■ What you will do ■
Continue the passage on skeletal and muscular systems from where it stops.

■ Text block ■
-- Opening Marker --
CLASS OF 2010-2011!!!



Skeletal systems come in many forms. You have a skeleton inside of your body (endoskeleton) made up of bones. Insects and crustaceans have skeletal systems on the outside or their bodies (exoskeletons) that are made of hard plates.

Skeletons hold up the structure Organisms like starfish do not have bones or plates. They have skeletons made up of fluids inside of tubes within their bodies. The fluid skeletal systems are called hydrostatic. All animals that live outside of the water need some kind of skeletal system to support or protect them.


We already hinted at the purpose of a skeletal system. Protection and support are the two big reasons that organisms have skeletal systems. In your body, the skeleton works very closely with the muscular system to help you move. Without the bones of your skeleton, you would be a blob of water-filled tissues. The bones create a framework to which your muscles and organs can connect. Your skeleton also plays a role in protection, especially in your head. The bones of your skull protect your all-important brain. Your ribs protect most of your internal organs from impact as well. Other animals with exoskeletons receive obvious protection from their skeleton. Crabs and insects have hard shells made of chitin to protect their entire bodies.
Structure of bone


Your skeletal system does not work alone. We already mentioned the interaction with your muscular system. Muscles connect to your skeleton and they contract and move the skeleton along. Your skeletal system is made up of cartilage and calcified bone that work together. They help the process of movement happen in a smoother manner. The calcified bones of your skeleton also work with the circulatory system. Marrow inside of your bones helps produce the cells inside of you blood. Both red blood cells and white blood cells are created in your bones.


Many advanced animals have muscular systems. You know you do. Did you know that your muscular system is made up of three different types of muscular tissue? You have smooth, cardiac, and voluntary muscle tissue in your body. Smooth muscle is muscle you rarely control such as the muscle in your intestinal tract. Cardiac muscle is very specific tissue found in your heart. Voluntary muscle is the muscle that helps you move. All of those tissues add up to a muscular system that is found through your body. There is more to the muscular system than the muscles that help you move.
-- Closing Marker --
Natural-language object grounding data
-- Opening Marker --
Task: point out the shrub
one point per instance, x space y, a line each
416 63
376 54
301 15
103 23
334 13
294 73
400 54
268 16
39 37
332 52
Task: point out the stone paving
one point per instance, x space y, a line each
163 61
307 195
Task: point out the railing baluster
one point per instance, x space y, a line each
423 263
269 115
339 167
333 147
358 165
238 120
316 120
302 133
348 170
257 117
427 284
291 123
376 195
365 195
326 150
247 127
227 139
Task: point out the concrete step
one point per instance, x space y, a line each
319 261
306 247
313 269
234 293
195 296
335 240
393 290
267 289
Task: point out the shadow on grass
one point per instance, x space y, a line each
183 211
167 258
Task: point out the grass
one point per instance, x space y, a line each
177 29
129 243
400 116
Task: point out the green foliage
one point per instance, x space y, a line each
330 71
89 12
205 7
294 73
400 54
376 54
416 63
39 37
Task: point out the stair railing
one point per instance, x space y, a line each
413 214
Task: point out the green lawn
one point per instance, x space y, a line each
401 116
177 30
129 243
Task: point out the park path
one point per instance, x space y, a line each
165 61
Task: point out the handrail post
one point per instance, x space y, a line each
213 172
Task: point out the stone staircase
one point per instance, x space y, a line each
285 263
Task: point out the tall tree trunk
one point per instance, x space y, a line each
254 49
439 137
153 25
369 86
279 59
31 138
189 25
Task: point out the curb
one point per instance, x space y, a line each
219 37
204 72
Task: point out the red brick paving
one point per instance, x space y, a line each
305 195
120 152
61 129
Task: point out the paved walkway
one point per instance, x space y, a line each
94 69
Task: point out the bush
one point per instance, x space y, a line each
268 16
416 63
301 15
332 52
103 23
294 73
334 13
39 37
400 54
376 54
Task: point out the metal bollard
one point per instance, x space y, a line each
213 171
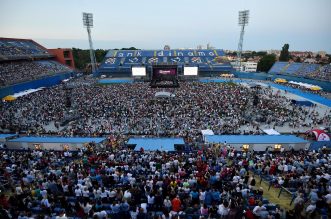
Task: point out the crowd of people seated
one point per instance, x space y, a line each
313 71
120 183
308 90
20 71
20 48
133 109
305 173
324 73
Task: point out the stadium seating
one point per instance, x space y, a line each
314 71
278 67
20 47
293 68
20 71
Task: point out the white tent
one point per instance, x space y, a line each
206 132
271 132
164 94
309 86
26 92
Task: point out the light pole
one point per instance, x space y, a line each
88 23
243 21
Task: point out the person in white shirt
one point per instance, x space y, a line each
258 209
311 208
44 202
101 214
223 209
78 192
328 198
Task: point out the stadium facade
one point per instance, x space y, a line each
119 63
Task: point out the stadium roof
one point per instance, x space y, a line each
7 135
255 139
57 140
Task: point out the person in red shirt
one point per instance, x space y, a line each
249 214
176 204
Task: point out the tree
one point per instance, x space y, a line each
266 62
318 57
329 57
284 54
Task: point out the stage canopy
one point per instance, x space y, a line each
271 132
320 135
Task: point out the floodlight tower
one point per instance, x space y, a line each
243 21
88 23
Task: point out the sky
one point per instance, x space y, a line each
151 24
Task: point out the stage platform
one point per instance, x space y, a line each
259 142
153 144
52 143
115 81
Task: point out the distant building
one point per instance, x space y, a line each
250 66
166 47
63 56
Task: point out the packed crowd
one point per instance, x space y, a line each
133 109
305 173
323 73
19 71
308 90
10 48
120 183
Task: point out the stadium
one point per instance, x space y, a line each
162 133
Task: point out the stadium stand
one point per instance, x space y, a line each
313 71
119 63
323 73
24 60
13 48
278 67
292 68
15 72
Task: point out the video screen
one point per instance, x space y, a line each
138 71
191 71
161 72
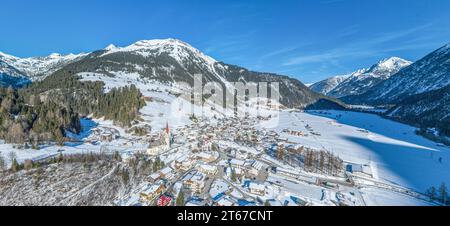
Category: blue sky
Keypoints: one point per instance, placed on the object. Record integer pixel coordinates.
(309, 40)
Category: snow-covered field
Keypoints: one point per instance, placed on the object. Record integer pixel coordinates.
(395, 153)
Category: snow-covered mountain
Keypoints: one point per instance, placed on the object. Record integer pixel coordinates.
(171, 61)
(362, 80)
(430, 73)
(34, 68)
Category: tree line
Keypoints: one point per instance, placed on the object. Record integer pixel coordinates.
(46, 110)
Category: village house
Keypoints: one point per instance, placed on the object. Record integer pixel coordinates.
(150, 192)
(257, 189)
(195, 182)
(161, 145)
(237, 163)
(208, 169)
-- Closing Marker --
■ Result for this task ■
The big purpose of the muscles found in your body is movement. We could be talking about the movement of your legs while you walk. We could be talking about the beating of your heart. We could also be talking about the contraction of a very small blood vessel in your brain.

You have no control over most of the muscular system. You do control the voluntary muscle in your arms, legs, neck, and torso. You have little or no control over the heart or smooth muscle. Those other muscles are under the control of the autonomic nervous system (ANS).


We just teased the fact that your muscular system is closely connected to the nervous system. That makes sense since you usually have to think before you can move. Even though thinking is not always involved, the neurons of the nervous system are connected to most of the cells in your muscular system. You have smooth muscles that line your digestive system and help move food through your intestines. Smooth muscle also surrounds your circulatory system and lymph system. Those muscle tissues are spread throughout your body and are even involved in controlling the temperature of your body.


The main parts of your voluntary muscular system include the muscles, and tendons. Tendons connect your muscles to your bone at insertion points.

When the muscle shortens, the bones are pulled closer together. Muscles called flexors force your joints to bend. Muscles called extensors cause your limbs to straighten. A bicep is a flexor and the triceps are extensors. You may have also heard of ligaments. They are batches of connective tissue that bind bones to each other. Muscles, tendons, and ligaments can been found working together in almost all of your joints.